• _Given text_:
▶
Born Mavis Young in Montreal in 1922, the only child of a furniture salesman and his wife, she worked briefly in the cutting room of the National Film Board of Canada, then as a journalist at the now defunct daily Montreal Standard, before moving to Paris in 1950.

A year later, she began publishing stories on a regular basis in The New Yorker, contributing more than 100 stories to the magazine in her lifetime. She also published two novels and won several literary awards.

Her latest work, "The Journals of Mavis Gallant" is due out next year.

When she could afford it, Gallant reportedly traveled and recorded her observations about post-Second World War Europe in a notebook which she later consulted for dialogue or descriptions of settings for her stories.

Her tales often explored dislocation and alienation, using characters such as refugees or lost travelers, who are unhappy and have troubled or fragmented lives.
◀
• _Supplied data_:
▶
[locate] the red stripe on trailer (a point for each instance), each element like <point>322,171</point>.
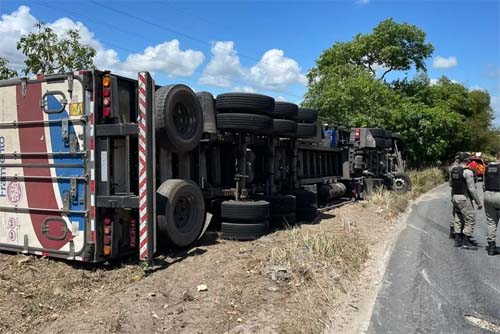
◀
• _Goal 1_: Echo the passage about Mavis Gallant from "A year later, she" to "for her stories.".
• _Goal 2_:
Answer these questions from the passage about Mavis Gallant:
(a) In which city was she born?
(b) In what year did she move to Paris?
(c) How many stories did she contribute to The New Yorker during her lifetime?
• _Goal 3_: Go on with the passage about Mavis Gallant, picking up after its final sentence.

• _Final answer 1_:
A year later, she began publishing stories on a regular basis in The New Yorker, contributing more than 100 stories to the magazine in her lifetime. She also published two novels and won several literary awards.

Her latest work, "The Journals of Mavis Gallant" is due out next year.

When she could afford it, Gallant reportedly traveled and recorded her observations about post-Second World War Europe in a notebook which she later consulted for dialogue or descriptions of settings for her stories.

• _Final answer 2_:
(a) Montreal
(b) 1950
(c) More than 100

• _Final answer 3_:
Gallant was "a sharp observer of human nature, a formidable conversationalist, and an indomitable spirit who made her own way, often uphill," commented author Margaret Atwood.

"She was funny, quirky, and prickly if you crossed her, but kind underneath it, especially to underdogs. Her unique voice will be much missed."

Fellow Canadian short story writer and Nobel prize winner Alice Munro said she was "a constant influence on my life as a writer."

Gallant married musician John Gallant while living in Canada but they divorced five years later.